• _Passage provided_
——————
Once again, the team at Leesfield Scolaro has achieved important success for passengers who become ill or otherwise require evacuation from cruise ships for medical needs.
In the matter of the Estate of Jeffrey Eisenman v. Carnival Cruise Lines, former Chief Judge James Lawrence King has denied the defendant’s Motion to Dismiss and further denied defendant’s Motion for Summary Judgment against plaintiffs’ claim for intentional infliction of emotional distress. Jeffrey Eisenman was seriously ill while ship was docked at port. The family purchased evacuation insurance and pleaded with the Captain and medical crew to transport Mr. Eisenman to a location with adequate medical facilities. The cruise line refused to evacuate and set sail for Puerto Rico, 21 hours away. Mr. Eisenman died 14 hours later during the voyage. His family was grief stricken. To make matters worse, the cruise line refused to have Mr. Eiseman’s body removed from the ship, forcing family members to stay onboard with their deceased father for the entire cruise. The Eiseman case joins five other seven figure recent results obtained by the firm for failures to provide adequate medical care or otherwise make proper arrangements to obtain appropriate medical attention. These failures resulted in passenger deaths, and life altering conditions, which were avoidable and unnecessary.
——————
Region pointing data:

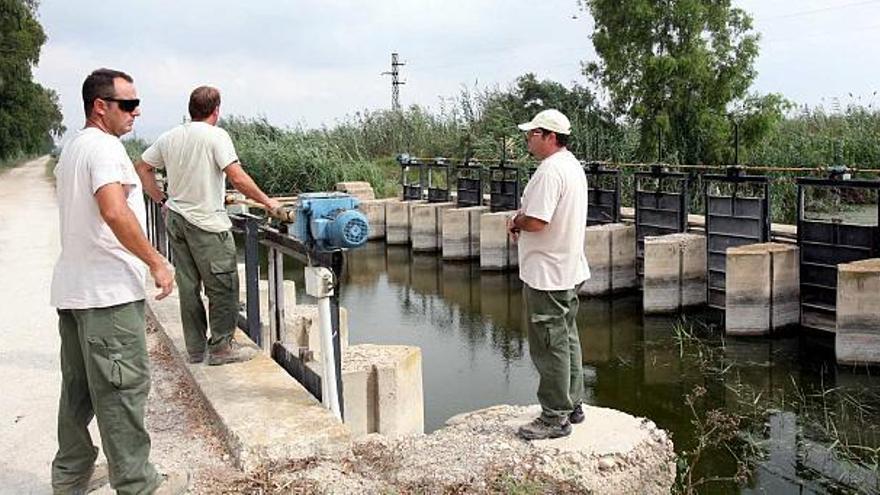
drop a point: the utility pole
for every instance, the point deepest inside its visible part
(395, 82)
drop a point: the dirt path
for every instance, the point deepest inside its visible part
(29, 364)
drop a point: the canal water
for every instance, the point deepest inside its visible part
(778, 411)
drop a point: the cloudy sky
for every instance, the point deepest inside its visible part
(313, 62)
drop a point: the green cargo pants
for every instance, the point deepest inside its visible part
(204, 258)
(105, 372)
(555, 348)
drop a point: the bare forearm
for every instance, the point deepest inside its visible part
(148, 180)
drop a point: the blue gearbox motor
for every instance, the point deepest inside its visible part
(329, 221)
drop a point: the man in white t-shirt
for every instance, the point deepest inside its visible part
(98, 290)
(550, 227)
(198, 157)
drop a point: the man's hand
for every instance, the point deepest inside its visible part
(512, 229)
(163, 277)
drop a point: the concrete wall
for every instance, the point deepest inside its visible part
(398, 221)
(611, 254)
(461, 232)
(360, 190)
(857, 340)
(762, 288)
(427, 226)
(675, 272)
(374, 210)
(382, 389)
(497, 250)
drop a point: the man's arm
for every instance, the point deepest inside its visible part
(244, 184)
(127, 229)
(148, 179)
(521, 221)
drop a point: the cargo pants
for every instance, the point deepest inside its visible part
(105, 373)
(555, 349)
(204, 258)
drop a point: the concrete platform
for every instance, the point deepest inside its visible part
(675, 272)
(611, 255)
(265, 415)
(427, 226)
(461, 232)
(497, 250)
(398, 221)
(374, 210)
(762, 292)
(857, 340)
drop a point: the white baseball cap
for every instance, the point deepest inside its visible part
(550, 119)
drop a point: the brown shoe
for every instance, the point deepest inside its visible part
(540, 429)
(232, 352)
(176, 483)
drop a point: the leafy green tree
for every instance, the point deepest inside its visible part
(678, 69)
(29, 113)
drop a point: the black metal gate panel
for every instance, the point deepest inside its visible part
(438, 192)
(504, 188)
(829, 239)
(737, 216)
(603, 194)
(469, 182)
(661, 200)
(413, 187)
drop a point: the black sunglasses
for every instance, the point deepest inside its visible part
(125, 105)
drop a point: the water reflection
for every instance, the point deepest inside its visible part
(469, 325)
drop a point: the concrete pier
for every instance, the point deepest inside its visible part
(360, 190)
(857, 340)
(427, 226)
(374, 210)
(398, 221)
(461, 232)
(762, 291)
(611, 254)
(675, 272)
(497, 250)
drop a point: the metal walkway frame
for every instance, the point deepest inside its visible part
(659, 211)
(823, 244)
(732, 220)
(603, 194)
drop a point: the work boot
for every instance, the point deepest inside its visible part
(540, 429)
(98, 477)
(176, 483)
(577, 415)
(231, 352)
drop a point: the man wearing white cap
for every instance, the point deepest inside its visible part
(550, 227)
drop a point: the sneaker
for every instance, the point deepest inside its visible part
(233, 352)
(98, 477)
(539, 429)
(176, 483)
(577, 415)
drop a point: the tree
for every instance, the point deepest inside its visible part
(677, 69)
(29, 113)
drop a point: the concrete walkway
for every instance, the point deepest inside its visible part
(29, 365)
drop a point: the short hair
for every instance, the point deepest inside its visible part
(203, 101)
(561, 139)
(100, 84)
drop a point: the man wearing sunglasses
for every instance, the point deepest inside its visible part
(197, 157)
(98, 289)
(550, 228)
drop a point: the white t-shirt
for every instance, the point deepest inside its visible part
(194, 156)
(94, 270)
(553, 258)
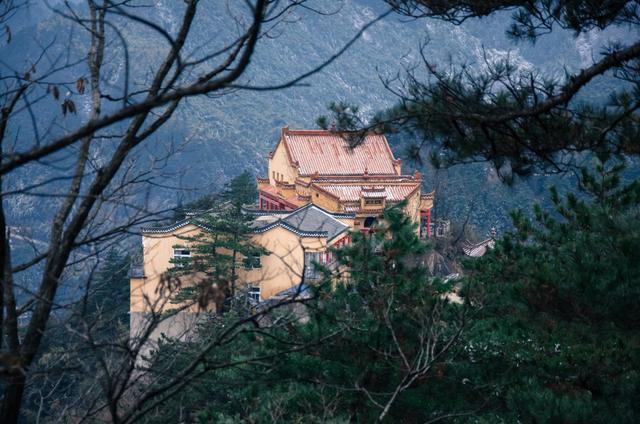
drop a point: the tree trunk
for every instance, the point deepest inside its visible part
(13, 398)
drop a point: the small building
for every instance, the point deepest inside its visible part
——————
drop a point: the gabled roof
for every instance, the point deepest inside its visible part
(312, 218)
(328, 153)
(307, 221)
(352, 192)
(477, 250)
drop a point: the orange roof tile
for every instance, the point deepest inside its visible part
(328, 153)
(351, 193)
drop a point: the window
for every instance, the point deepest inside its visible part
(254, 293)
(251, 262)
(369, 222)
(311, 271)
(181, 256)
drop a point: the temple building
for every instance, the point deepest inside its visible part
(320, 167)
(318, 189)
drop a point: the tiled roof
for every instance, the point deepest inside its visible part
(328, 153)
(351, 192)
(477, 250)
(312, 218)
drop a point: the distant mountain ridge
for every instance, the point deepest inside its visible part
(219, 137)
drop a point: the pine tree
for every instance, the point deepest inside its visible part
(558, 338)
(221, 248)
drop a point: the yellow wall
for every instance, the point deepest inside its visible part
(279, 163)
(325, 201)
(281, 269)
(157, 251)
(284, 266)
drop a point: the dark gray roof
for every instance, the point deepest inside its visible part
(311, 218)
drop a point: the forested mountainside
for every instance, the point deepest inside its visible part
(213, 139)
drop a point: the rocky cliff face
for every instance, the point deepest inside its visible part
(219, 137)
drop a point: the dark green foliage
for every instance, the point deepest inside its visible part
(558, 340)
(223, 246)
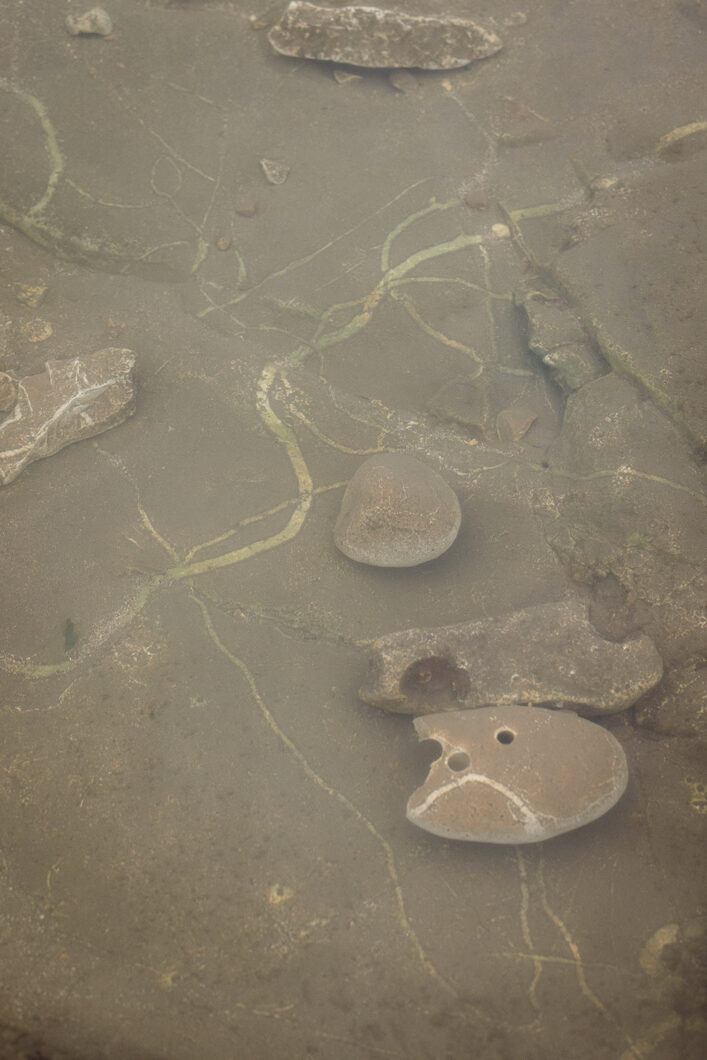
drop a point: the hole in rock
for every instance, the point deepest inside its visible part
——————
• _Requirement 1_
In the Eisenman case passage, how far away was Puerto Rico when the ship set sail?
• _Requirement 2_
List every proper name of a person, organization, or place in the Eisenman case passage.
• _Requirement 3_
Please carry on the Eisenman case passage from its last sentence.
The records are separate material from the Eisenman case passage.

• _Exercise result 1_
It was 21 hours away.

• _Exercise result 2_
Leesfield Scolaro; Jeffrey Eisenman (also spelled Eiseman); Carnival Cruise Lines; James Lawrence King; Puerto Rico

• _Exercise result 3_
Additional cases include:
- $4 million cruise ship medical negligence settlement for passenger who suffered massive stroke;
- $3.337 million recovery for crew member as a result of cruise ship’s failure to provide adequate medical care;
- $400,000 settlement for passenger who was denied evacuation after suffering an ischemic stroke;
- $225,000 for negligent administration of medications by cruise ship medical crew;
- $3,000,000 for family whose minor child was misdiagnosed by cruise ship doctor resulting in irreversible brain injuries;
- Confidential settlement for an infant’s loss of limbs due the misdiagnosis of a life-threatening infection by the cruise ship’s medical crew.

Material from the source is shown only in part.